§ **Exercise details**
Collect every line below that contains the string "bathtub" and copy each one in full.

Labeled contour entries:
+--
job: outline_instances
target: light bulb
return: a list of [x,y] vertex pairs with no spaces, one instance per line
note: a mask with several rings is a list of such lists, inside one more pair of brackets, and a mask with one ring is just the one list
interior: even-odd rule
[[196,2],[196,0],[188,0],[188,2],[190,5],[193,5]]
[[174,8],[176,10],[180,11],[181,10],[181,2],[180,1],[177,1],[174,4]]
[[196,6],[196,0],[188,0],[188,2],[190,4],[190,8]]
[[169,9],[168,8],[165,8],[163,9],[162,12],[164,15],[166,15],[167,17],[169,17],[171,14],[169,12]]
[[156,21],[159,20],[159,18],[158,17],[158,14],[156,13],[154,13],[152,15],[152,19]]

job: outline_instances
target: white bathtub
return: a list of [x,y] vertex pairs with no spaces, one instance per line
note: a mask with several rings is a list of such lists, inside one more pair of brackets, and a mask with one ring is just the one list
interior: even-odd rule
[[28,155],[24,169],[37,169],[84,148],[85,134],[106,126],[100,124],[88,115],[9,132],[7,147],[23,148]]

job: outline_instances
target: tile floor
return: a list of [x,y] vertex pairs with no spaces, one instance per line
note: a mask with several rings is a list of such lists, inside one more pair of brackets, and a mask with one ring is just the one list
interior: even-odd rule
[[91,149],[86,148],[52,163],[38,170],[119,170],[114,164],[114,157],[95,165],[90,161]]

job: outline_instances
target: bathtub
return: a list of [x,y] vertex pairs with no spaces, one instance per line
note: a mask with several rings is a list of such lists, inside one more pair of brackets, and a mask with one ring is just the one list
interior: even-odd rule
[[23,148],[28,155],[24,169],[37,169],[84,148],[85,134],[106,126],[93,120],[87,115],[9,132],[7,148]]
+--
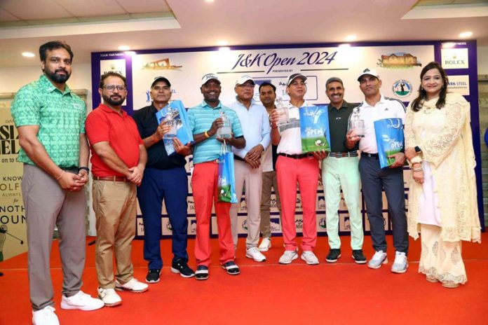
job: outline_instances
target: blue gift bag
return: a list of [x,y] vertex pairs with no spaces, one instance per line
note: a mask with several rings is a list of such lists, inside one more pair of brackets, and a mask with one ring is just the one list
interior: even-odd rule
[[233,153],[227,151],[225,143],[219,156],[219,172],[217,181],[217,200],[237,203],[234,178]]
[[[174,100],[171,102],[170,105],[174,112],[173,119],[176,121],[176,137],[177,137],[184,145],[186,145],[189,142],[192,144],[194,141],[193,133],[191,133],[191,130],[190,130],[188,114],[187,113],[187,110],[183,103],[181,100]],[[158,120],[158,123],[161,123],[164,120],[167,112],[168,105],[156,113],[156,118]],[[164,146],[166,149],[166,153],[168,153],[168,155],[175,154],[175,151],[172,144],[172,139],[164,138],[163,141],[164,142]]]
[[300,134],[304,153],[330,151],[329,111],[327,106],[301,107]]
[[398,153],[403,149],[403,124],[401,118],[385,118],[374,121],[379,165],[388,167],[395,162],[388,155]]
+--
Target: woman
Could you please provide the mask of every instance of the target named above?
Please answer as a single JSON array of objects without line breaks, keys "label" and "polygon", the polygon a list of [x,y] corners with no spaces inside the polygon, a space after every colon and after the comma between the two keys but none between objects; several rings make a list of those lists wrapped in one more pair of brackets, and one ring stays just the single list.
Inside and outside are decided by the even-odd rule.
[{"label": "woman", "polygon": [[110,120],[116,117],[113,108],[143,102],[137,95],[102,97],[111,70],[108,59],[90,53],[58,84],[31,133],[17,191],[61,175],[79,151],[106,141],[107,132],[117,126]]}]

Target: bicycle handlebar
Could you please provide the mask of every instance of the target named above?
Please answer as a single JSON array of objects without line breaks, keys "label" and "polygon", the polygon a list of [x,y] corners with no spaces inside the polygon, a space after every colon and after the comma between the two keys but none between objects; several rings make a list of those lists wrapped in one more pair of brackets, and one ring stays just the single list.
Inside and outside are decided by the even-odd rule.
+--
§ **Finished exercise**
target: white bathtub
target: bathtub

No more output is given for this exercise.